**PASSAGE:**
━━━━━━━━
THE fourth edition of this book has been carefully revised and several errors, to which attention has been kindly called, corrected. A few methods have been omitted, and a number of new ones, which have stood the test of time and trial, added. Among other improvements and additions, the following deserve mention:

In Part II. are inserted Zinsser's anaërobic method for plate-cultures and three new methods for the cultivation and differentiation of the typhoid bacillus, the ox-bile method, the medium of Endo, and the malachite green medium. The paragraphs on the micro-organism of actinomycosis have been entirely rewritten to accord with recent investigations on this subject.

In Part III. the following additions will be found: Weigert's iron hematoxylin stain for nuclei; improvements in the methods for staining fibroglia, myoglia, and neuroglia fibrils; Wright's method for the differential staining of blood-platelets and the giant cells of the bone-marrow; Best's improved stain for glycogen; von Kossa's silver method for demonstrating lime-salts; staining methods for the treponema pallida; and Sir A. E. Wright's method of preparing bacterial vaccines.

BOSTON, July, 1908.

9

PREFACE TO THE FIRST EDITION.

THIS book is designed especially for practical use in pathological laboratories, both as a guide to beginners and as a source of reference for the advanced. We believe that the book will also meet the wants of practitioners who have more or less opportunity to do general pathological work.

Every autopsy presents for solution a problem which may be simple or complex. The known quantities are certain clinical symptoms and physical signs; the unknown quantities are not only the gross and microscopic lesions that may or may not have given rise to the symptoms and signs, but also the etiology of the lesions and the order of their sequence. The solution of the problem often requires the highest skill in post-mortem, bacteriological, and histological technique, but in its solution lies the fascination of pathological work.
━━━━━━━━
**RAW DATA:**
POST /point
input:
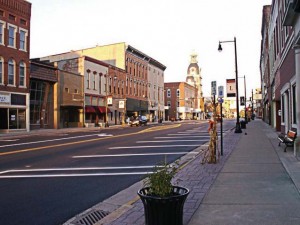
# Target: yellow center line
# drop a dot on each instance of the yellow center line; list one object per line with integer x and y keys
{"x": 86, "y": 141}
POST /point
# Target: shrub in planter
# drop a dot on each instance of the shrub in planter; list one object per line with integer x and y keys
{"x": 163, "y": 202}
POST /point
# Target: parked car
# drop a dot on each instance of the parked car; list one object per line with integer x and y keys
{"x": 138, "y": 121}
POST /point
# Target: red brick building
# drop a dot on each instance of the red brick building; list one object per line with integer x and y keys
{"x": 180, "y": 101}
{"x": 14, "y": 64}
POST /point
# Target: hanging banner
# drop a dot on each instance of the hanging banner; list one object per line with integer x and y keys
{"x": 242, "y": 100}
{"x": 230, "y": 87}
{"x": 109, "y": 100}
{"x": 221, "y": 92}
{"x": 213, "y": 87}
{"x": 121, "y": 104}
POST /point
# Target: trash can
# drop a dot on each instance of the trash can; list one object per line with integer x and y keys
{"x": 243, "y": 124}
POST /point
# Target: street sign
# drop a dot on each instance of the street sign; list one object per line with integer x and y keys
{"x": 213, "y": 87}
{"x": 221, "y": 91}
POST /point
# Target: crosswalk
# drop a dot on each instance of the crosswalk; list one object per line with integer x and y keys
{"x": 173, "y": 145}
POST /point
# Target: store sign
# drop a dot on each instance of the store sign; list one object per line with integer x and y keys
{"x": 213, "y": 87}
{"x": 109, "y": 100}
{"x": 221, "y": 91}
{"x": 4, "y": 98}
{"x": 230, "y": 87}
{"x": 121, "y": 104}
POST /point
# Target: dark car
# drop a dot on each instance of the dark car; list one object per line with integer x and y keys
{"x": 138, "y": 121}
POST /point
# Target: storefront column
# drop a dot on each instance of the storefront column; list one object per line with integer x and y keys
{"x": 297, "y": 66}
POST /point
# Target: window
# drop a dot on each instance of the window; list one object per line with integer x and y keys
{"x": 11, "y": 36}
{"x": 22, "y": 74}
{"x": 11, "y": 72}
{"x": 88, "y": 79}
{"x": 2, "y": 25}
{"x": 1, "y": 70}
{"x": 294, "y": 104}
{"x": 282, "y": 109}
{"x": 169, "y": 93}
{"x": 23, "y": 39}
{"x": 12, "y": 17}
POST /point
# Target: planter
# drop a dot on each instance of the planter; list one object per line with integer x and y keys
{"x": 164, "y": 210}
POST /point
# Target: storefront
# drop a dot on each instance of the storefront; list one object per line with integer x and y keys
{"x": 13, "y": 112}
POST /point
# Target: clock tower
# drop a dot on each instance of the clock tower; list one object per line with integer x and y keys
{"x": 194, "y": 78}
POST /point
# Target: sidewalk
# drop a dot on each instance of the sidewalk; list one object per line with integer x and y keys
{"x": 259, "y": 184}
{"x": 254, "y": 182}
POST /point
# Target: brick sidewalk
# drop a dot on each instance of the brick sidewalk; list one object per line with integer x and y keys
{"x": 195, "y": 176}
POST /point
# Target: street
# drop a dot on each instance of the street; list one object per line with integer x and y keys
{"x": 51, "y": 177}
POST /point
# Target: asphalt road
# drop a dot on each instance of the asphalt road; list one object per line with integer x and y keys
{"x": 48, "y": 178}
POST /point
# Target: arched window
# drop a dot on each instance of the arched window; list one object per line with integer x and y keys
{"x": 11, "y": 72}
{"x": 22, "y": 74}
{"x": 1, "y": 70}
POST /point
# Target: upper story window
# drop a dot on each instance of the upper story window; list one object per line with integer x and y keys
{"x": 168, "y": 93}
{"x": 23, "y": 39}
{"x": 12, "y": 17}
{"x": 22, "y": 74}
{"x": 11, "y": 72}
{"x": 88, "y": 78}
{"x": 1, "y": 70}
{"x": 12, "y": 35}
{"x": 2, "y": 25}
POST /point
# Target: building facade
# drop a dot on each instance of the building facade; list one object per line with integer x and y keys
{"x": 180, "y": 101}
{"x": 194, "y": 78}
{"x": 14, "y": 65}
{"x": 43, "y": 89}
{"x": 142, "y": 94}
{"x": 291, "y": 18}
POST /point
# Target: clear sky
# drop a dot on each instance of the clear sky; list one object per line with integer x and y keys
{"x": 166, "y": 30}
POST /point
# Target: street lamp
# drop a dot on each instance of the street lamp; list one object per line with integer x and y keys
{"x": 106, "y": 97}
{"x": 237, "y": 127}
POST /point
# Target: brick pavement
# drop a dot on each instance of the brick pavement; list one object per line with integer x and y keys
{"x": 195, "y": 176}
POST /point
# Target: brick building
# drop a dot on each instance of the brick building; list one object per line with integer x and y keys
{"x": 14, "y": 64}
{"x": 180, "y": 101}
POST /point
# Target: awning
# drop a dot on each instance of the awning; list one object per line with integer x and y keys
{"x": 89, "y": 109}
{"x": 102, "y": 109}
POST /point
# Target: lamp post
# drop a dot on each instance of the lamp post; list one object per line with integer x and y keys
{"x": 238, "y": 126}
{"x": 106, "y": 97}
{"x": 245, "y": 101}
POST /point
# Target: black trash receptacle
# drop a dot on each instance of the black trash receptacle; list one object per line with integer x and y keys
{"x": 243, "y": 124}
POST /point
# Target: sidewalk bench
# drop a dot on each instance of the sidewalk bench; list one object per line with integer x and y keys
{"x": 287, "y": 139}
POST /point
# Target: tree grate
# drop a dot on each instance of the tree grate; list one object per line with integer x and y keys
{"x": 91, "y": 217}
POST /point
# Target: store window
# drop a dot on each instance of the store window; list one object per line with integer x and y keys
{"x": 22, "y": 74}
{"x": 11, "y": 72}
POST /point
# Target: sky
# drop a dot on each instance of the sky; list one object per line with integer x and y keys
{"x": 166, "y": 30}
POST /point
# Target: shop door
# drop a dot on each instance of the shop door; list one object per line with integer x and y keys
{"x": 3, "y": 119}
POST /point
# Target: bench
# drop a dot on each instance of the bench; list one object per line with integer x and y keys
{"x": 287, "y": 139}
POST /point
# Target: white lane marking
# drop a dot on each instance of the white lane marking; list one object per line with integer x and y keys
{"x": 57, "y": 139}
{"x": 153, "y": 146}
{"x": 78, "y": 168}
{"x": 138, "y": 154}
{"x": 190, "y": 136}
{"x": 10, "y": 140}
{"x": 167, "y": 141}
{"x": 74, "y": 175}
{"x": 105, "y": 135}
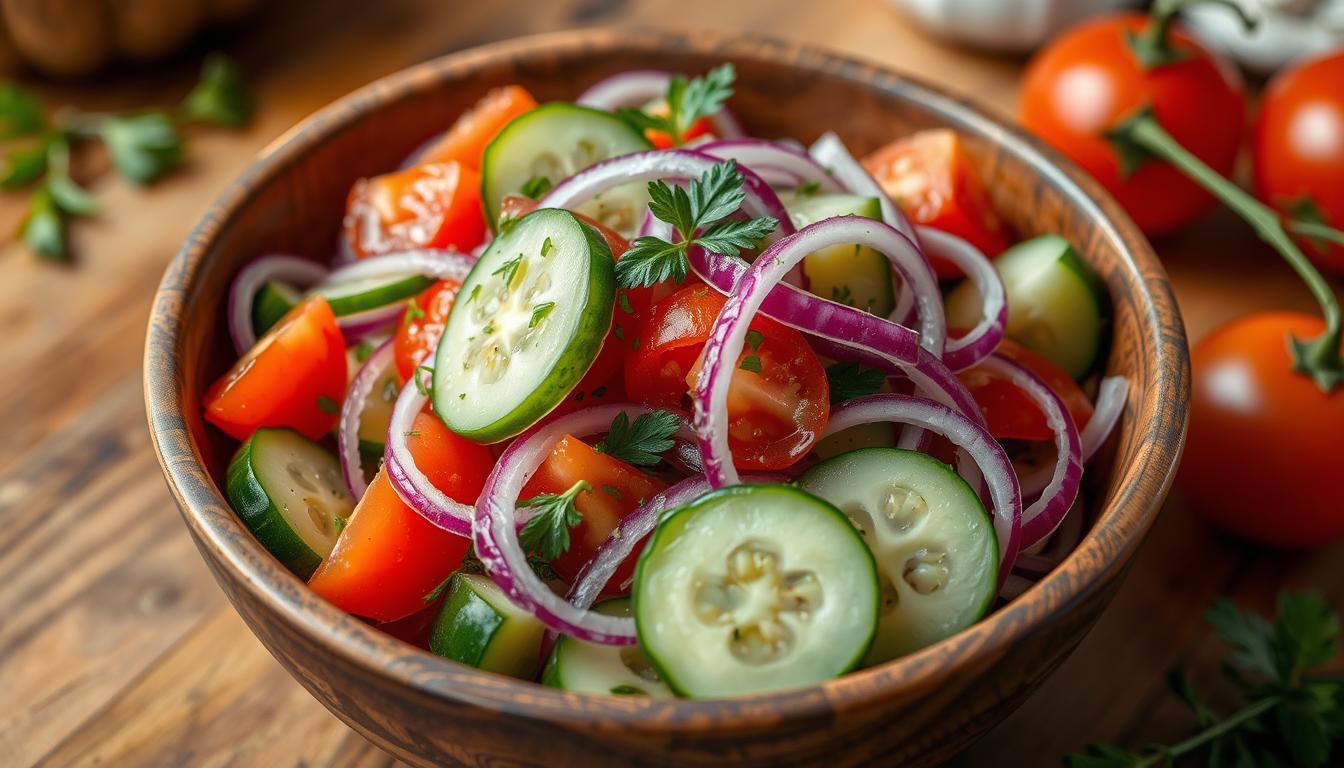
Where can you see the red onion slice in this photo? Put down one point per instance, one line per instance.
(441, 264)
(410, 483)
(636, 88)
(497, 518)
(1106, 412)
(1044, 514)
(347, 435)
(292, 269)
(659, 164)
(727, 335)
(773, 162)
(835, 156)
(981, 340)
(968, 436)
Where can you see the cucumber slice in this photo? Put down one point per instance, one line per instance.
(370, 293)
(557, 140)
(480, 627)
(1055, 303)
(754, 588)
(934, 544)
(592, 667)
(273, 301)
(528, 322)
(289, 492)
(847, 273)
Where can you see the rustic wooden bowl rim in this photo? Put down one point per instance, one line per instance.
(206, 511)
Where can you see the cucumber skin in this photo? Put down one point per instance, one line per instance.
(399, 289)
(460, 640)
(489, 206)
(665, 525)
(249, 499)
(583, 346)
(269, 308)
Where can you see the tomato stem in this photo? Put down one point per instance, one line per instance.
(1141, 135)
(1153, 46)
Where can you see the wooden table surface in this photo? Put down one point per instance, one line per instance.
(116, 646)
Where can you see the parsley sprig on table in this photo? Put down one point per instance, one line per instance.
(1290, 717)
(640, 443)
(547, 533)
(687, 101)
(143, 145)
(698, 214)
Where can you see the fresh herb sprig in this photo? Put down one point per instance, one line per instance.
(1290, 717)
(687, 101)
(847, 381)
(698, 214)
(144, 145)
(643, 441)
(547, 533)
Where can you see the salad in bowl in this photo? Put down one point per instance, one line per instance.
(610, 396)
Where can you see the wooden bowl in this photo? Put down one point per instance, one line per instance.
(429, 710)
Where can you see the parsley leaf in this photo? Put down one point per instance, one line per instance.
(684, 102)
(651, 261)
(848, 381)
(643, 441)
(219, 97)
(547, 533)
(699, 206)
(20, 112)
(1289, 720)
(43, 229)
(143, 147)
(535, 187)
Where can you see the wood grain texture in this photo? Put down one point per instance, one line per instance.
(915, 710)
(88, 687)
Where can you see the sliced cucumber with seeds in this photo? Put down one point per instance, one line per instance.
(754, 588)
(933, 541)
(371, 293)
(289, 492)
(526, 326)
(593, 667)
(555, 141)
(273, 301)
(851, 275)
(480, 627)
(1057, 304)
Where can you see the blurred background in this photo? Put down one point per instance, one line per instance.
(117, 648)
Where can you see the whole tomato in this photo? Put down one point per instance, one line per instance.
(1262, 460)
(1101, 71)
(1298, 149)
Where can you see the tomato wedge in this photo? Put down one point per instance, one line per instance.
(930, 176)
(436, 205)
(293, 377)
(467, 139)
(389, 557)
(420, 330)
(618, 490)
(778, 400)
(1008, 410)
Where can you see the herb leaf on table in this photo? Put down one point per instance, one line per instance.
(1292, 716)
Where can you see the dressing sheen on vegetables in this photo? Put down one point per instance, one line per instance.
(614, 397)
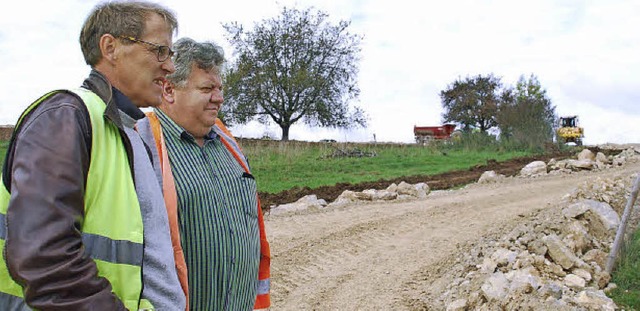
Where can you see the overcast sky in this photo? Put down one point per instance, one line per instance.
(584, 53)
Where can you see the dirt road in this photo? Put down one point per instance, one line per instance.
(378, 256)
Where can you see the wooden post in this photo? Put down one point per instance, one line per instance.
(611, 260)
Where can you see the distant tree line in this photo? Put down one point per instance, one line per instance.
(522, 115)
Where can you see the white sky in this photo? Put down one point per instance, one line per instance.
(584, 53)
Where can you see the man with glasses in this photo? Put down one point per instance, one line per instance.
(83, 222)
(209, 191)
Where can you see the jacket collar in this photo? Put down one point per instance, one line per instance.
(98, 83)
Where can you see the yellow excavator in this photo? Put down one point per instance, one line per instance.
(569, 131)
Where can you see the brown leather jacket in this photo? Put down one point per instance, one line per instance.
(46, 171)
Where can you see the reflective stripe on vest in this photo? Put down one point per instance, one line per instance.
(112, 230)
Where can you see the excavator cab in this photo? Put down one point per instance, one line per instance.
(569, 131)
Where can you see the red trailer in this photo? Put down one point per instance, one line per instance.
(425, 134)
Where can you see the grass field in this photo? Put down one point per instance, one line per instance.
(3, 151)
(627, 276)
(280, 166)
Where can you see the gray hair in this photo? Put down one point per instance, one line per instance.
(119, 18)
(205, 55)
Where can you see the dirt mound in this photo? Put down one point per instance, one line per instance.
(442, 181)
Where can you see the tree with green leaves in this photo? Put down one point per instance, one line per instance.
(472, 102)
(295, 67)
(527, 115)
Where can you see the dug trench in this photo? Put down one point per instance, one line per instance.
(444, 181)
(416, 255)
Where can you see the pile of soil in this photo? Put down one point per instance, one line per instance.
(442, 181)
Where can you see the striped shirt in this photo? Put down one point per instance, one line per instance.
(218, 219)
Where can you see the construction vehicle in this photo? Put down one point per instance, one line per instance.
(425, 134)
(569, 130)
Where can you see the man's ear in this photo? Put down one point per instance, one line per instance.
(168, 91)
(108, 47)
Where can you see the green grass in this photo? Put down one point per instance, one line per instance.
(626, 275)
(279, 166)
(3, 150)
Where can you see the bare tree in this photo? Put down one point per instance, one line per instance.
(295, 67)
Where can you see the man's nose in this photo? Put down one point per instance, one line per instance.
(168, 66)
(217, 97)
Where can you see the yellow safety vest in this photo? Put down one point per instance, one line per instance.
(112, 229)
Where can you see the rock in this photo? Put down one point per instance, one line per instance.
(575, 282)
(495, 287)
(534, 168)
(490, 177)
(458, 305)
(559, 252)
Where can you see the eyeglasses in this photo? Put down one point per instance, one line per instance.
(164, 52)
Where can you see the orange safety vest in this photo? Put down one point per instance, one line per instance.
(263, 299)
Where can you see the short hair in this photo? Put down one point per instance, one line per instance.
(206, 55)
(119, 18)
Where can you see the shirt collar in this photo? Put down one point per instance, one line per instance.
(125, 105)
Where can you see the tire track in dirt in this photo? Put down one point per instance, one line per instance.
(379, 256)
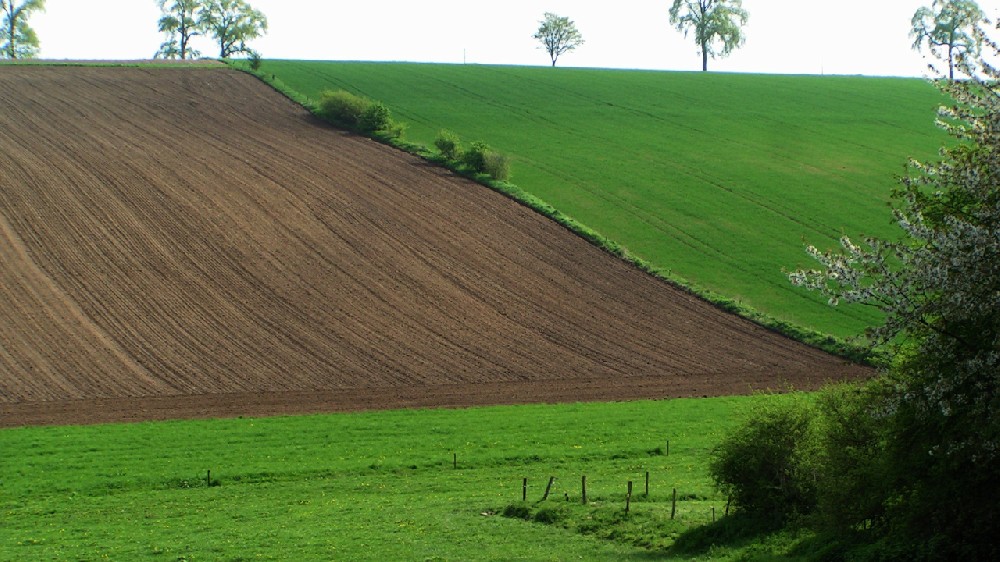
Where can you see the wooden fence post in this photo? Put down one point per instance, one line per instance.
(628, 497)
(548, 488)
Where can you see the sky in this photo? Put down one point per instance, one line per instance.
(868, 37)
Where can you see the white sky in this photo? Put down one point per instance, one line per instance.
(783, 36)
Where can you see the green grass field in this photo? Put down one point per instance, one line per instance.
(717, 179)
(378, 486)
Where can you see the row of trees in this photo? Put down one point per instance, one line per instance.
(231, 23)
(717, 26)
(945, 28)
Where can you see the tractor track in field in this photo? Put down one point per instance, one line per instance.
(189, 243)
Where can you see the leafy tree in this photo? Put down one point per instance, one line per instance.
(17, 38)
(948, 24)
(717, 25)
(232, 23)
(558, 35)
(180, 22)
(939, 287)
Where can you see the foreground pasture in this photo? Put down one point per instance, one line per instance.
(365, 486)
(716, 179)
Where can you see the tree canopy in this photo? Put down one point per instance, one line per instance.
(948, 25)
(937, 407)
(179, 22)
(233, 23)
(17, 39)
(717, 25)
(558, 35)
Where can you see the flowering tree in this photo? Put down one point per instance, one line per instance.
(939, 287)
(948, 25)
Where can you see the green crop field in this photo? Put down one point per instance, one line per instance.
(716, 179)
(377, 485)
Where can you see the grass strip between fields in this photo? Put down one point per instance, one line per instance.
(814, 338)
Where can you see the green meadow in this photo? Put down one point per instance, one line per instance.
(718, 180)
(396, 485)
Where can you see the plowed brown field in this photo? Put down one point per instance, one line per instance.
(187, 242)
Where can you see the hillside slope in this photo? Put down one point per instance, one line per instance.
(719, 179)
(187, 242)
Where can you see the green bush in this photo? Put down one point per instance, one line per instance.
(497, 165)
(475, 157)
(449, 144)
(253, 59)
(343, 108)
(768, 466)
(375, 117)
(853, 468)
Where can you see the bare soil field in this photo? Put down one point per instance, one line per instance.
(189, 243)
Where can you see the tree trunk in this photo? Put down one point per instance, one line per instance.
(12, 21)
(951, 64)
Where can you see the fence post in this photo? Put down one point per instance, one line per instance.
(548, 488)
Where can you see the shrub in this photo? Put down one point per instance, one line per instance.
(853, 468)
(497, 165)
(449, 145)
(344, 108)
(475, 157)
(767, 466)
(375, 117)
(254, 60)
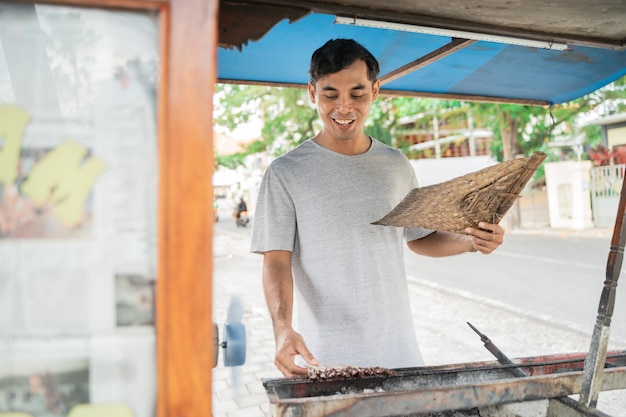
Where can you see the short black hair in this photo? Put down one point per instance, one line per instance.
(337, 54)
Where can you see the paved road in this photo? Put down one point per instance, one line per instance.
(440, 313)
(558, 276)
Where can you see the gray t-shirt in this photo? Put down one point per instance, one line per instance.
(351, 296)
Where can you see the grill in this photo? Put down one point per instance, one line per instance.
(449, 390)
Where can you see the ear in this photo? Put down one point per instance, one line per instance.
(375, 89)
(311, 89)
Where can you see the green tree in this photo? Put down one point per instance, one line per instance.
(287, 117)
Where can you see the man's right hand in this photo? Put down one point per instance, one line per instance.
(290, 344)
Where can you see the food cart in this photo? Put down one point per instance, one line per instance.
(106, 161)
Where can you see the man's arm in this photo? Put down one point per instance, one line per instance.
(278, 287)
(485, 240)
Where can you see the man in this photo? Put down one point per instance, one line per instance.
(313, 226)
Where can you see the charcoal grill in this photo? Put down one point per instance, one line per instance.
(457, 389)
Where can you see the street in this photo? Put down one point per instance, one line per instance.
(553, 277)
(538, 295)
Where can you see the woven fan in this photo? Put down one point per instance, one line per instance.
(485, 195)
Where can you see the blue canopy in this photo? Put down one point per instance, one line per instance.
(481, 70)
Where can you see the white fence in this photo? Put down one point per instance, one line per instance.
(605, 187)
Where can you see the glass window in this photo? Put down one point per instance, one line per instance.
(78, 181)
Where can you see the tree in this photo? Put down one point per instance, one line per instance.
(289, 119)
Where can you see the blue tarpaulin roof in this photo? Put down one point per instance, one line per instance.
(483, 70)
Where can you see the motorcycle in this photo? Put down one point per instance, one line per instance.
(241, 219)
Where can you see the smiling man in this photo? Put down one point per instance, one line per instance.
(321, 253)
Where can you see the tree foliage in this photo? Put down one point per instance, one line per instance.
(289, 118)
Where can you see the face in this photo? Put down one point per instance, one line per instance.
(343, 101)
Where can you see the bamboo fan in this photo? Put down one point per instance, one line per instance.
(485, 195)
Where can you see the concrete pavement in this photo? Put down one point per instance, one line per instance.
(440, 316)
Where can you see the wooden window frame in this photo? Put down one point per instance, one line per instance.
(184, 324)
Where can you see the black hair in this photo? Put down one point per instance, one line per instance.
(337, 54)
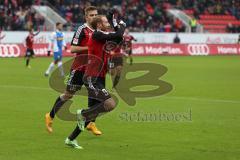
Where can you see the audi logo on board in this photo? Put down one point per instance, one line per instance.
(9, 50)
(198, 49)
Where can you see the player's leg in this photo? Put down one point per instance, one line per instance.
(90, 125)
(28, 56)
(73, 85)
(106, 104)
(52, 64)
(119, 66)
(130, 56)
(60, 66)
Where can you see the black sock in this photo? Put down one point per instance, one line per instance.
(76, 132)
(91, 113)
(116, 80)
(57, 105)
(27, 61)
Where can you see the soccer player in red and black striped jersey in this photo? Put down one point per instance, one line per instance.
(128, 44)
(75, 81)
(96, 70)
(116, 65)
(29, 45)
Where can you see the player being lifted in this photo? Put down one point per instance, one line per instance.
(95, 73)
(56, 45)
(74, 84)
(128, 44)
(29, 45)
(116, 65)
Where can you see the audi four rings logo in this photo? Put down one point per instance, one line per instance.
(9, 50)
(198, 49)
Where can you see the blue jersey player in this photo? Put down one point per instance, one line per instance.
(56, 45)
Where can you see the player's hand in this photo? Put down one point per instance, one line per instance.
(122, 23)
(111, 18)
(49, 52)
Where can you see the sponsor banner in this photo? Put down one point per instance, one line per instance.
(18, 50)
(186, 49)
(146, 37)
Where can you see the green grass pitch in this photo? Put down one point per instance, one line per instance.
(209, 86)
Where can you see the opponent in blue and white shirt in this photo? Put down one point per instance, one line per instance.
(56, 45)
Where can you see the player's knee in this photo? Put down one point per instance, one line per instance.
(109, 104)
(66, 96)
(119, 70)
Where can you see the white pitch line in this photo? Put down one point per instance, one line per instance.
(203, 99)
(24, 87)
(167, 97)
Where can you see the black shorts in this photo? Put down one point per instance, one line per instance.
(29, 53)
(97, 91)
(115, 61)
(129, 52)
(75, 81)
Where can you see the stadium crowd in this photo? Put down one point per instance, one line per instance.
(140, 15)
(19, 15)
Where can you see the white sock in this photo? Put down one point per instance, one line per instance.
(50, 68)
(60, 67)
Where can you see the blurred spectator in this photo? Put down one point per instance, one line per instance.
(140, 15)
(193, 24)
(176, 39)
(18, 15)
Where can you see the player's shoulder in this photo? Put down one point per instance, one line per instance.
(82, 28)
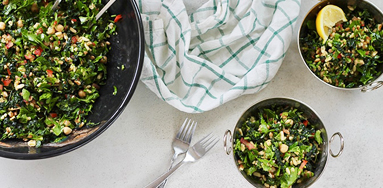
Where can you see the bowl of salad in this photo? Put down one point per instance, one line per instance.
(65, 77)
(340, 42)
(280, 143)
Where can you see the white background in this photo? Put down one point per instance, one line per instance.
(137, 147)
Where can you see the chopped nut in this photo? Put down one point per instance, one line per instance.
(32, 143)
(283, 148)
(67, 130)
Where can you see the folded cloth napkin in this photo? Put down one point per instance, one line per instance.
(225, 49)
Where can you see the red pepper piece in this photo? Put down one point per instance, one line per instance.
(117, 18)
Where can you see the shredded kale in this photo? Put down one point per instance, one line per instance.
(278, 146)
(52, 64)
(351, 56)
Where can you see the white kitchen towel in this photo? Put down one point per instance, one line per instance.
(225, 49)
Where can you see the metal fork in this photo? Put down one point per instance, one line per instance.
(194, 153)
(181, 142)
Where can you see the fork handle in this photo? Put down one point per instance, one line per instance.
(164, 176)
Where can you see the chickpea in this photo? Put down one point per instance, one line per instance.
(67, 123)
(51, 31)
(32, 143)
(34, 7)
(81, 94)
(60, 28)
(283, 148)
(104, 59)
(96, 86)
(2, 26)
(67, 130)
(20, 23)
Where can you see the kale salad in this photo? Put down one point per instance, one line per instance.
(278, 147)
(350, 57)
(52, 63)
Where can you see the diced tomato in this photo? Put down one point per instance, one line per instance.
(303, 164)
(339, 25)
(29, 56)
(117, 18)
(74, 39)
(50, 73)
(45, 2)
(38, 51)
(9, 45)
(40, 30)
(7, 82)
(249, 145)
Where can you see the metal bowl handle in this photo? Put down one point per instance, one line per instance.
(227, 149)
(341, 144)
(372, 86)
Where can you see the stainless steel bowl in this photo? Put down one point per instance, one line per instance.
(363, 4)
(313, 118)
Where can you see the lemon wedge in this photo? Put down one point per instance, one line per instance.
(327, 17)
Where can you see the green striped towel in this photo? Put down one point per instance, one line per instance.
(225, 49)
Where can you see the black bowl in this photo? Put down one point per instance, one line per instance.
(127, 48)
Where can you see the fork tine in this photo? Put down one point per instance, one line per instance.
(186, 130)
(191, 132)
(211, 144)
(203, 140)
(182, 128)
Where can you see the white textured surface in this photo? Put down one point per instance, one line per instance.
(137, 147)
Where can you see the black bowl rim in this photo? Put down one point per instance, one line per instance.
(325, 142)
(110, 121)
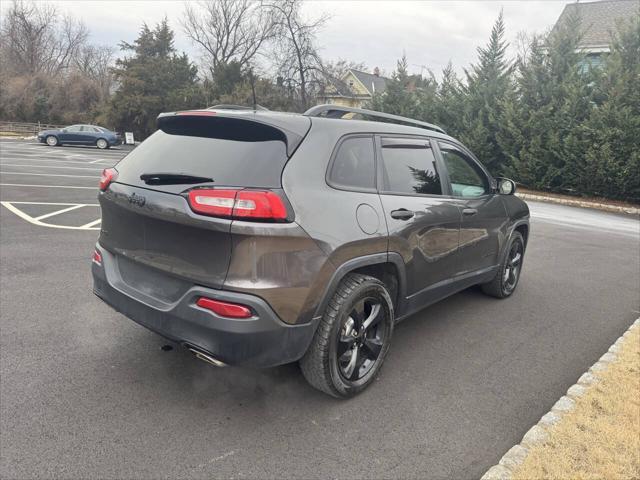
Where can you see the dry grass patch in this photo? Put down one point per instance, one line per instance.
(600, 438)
━━━━━━━━
**WORK TO COMPLETE:**
According to the passage, which three new methods for the cultivation and differentiation of the typhoid bacillus were inserted in Part II?

**EXERCISE RESULT:**
The ox-bile method, the medium of Endo, and the malachite green medium.